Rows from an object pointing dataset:
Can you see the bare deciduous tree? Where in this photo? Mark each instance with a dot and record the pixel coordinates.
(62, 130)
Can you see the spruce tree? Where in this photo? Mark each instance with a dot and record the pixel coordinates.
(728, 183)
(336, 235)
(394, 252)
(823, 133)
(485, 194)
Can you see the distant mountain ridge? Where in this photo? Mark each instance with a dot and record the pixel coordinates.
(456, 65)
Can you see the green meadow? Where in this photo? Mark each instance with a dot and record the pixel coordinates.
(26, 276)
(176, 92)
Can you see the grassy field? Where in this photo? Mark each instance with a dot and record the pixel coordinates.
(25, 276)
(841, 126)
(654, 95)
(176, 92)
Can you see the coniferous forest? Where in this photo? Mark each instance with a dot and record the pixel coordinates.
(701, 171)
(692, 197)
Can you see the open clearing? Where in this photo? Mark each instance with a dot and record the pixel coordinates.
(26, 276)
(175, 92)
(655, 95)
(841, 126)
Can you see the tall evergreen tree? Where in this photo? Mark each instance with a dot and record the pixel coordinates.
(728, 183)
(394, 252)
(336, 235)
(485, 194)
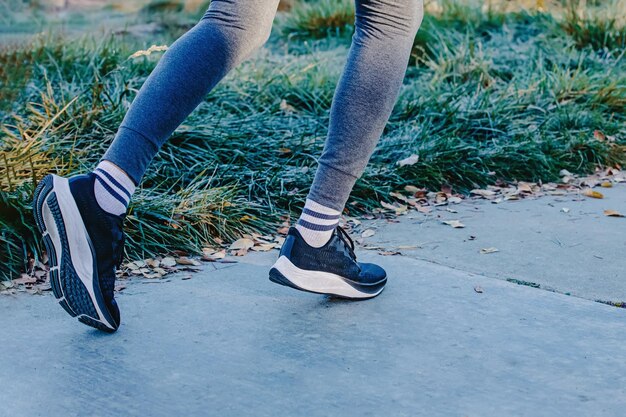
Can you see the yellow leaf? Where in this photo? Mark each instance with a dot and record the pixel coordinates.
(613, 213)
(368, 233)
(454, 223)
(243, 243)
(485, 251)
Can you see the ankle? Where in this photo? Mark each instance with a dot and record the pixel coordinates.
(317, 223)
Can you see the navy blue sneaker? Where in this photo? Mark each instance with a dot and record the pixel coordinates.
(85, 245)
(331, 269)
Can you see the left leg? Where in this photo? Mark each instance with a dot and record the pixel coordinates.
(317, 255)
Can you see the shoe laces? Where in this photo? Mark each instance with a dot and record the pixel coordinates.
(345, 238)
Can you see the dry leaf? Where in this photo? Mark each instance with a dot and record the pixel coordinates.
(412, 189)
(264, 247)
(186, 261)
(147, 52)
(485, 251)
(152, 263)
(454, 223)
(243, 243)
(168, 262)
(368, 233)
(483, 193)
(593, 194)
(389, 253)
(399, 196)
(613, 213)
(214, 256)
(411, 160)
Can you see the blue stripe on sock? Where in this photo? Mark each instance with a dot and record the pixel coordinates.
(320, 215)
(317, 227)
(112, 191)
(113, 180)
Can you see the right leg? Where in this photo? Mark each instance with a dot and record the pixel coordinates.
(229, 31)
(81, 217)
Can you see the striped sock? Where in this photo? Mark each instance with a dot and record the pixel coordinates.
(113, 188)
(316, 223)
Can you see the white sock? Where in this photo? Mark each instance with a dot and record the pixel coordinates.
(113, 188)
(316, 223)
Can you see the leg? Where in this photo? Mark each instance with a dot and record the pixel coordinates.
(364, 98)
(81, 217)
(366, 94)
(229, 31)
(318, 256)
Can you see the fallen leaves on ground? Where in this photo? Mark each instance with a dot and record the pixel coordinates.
---
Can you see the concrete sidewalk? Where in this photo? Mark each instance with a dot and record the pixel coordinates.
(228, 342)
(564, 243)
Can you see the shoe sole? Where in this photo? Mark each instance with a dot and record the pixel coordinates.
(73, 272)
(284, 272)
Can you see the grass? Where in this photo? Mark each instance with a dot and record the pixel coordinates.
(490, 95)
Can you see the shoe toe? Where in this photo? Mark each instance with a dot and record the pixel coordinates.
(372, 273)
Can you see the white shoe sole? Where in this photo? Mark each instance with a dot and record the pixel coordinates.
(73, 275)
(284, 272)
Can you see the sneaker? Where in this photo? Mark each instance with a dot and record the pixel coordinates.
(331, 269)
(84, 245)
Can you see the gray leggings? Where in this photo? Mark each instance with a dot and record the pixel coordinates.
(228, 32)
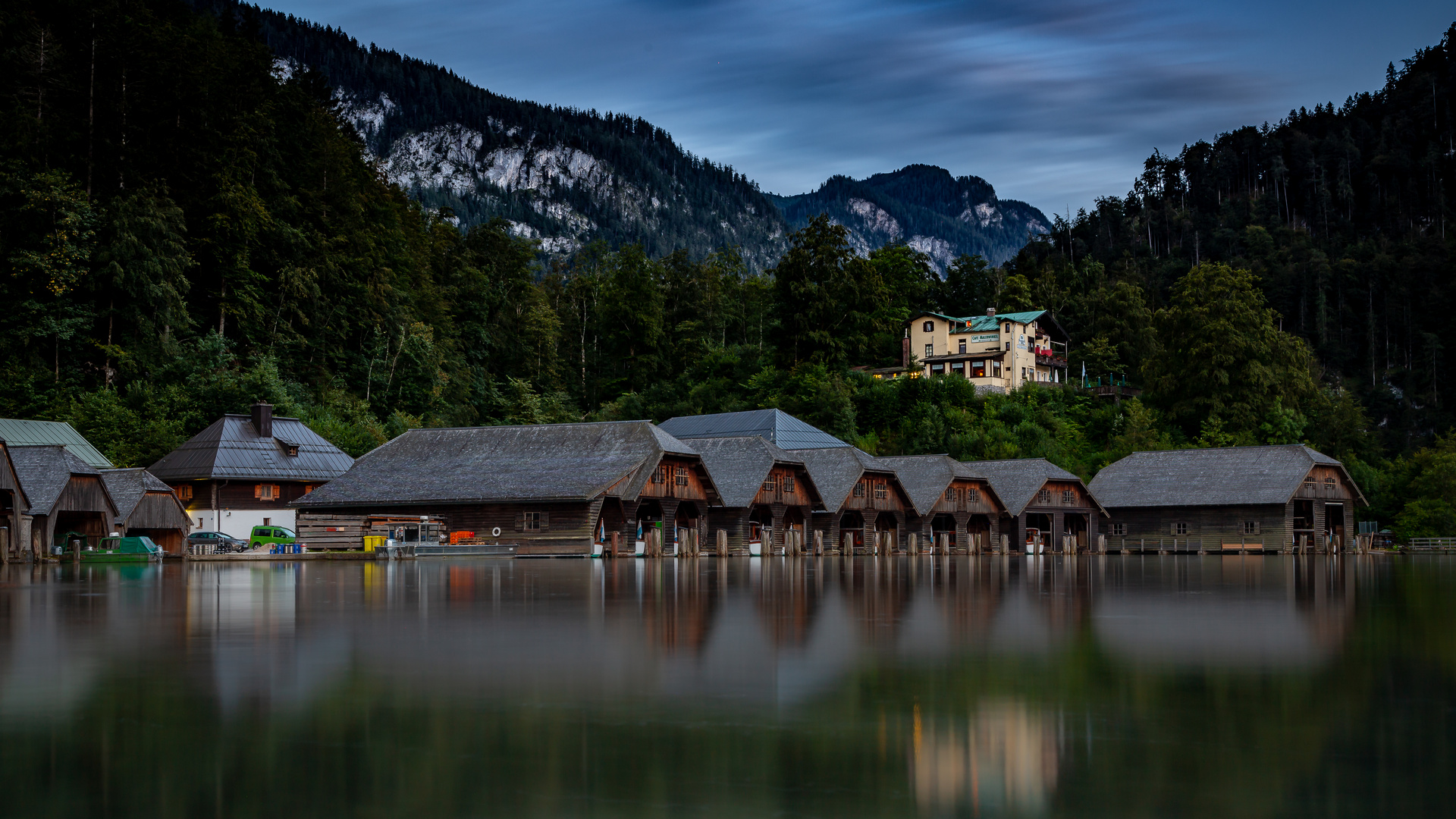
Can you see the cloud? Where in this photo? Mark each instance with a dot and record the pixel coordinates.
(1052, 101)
...
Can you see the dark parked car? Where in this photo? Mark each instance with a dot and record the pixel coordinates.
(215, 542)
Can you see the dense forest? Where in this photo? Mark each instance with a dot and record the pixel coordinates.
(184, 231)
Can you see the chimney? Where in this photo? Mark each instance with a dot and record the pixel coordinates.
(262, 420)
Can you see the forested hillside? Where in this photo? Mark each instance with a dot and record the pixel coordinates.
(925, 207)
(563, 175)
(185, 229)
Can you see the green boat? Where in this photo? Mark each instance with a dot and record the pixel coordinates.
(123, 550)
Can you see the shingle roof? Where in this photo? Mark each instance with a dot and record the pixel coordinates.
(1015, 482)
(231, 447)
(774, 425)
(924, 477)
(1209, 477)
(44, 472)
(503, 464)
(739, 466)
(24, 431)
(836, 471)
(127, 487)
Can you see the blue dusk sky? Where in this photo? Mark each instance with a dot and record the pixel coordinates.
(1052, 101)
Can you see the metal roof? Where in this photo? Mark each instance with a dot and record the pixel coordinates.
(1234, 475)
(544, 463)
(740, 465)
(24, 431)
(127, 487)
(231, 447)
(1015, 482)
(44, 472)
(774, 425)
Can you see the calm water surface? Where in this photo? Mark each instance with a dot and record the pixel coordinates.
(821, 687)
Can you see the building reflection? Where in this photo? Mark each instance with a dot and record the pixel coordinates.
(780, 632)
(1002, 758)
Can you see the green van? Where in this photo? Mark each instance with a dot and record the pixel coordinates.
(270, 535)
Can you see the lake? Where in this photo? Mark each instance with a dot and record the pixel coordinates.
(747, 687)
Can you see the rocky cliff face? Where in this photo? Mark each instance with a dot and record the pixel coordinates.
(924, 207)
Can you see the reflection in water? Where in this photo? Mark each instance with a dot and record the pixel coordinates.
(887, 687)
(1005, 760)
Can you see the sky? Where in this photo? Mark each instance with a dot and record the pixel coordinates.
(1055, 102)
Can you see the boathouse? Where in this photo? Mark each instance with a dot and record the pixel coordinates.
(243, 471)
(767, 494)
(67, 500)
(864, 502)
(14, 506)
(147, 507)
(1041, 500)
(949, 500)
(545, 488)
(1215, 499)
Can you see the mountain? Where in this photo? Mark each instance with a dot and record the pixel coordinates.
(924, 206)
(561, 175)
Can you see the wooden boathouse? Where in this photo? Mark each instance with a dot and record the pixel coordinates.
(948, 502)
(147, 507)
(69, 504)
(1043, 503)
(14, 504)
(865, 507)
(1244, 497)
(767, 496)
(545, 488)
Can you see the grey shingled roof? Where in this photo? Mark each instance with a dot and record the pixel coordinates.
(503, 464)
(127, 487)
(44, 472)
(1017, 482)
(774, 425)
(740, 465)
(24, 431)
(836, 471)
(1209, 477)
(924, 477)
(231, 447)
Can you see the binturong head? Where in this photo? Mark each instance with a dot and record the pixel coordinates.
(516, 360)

_PROBLEM STATEMENT_:
Convert the lines from the one containing "Can you see the leg?" up to and including the one containing "Can you see the fallen" into a numbered list, skipping any blank lines.

_CORRECT RESPONSE_:
1. Can you see the leg? Where in this photo? Mark each instance with a dot and record the pixel coordinates.
2. (364, 98)
3. (81, 217)
4. (366, 94)
5. (229, 31)
6. (318, 256)
7. Can you see the fallen leaves on ground? Where in this photo? Mark each instance with a dot and record the pixel coordinates.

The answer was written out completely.